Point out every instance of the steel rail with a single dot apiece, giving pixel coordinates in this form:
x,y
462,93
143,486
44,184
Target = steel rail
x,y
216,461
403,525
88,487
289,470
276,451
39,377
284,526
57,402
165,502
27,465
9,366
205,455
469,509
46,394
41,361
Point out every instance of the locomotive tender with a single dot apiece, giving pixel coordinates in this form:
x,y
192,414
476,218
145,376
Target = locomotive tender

==========

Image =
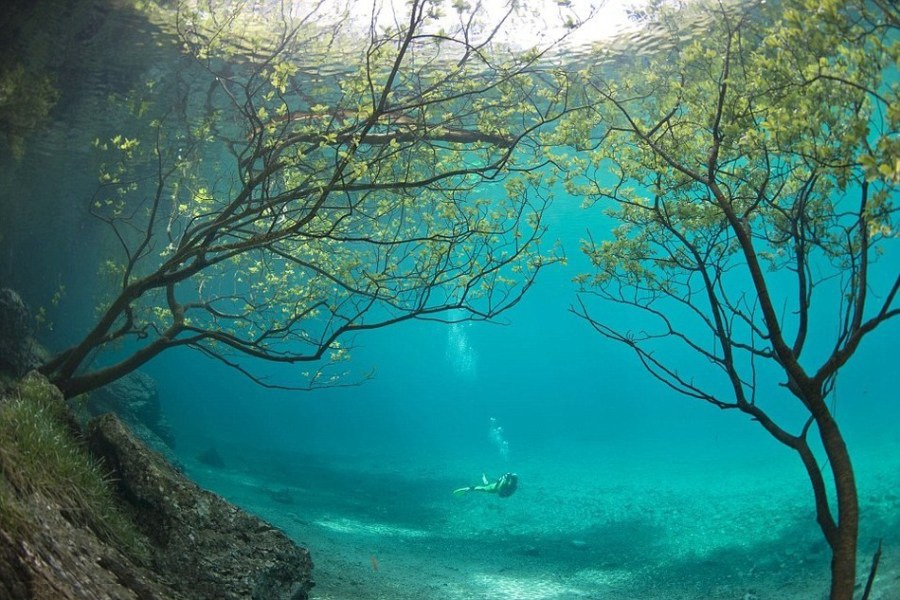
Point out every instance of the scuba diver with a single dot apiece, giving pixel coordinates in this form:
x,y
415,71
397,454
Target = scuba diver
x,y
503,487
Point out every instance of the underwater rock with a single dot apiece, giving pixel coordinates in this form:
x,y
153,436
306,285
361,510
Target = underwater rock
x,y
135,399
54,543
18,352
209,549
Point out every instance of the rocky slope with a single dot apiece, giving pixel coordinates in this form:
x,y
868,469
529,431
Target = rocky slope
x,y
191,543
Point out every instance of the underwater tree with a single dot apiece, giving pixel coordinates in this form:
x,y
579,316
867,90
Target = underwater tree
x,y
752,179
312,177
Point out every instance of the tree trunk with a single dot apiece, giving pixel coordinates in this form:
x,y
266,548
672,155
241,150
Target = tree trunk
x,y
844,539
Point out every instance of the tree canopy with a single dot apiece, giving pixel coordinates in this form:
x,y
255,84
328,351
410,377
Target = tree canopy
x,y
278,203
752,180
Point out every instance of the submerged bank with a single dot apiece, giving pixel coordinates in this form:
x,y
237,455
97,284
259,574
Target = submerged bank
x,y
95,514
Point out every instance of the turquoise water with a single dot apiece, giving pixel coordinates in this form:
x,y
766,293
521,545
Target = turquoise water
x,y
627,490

==========

Exercise requirements :: Write out each line above containing "tender".

Your response ::
Point out every instance of the locomotive tender with a single dot apiece, giving pixel coordinates in this form:
Target = locomotive tender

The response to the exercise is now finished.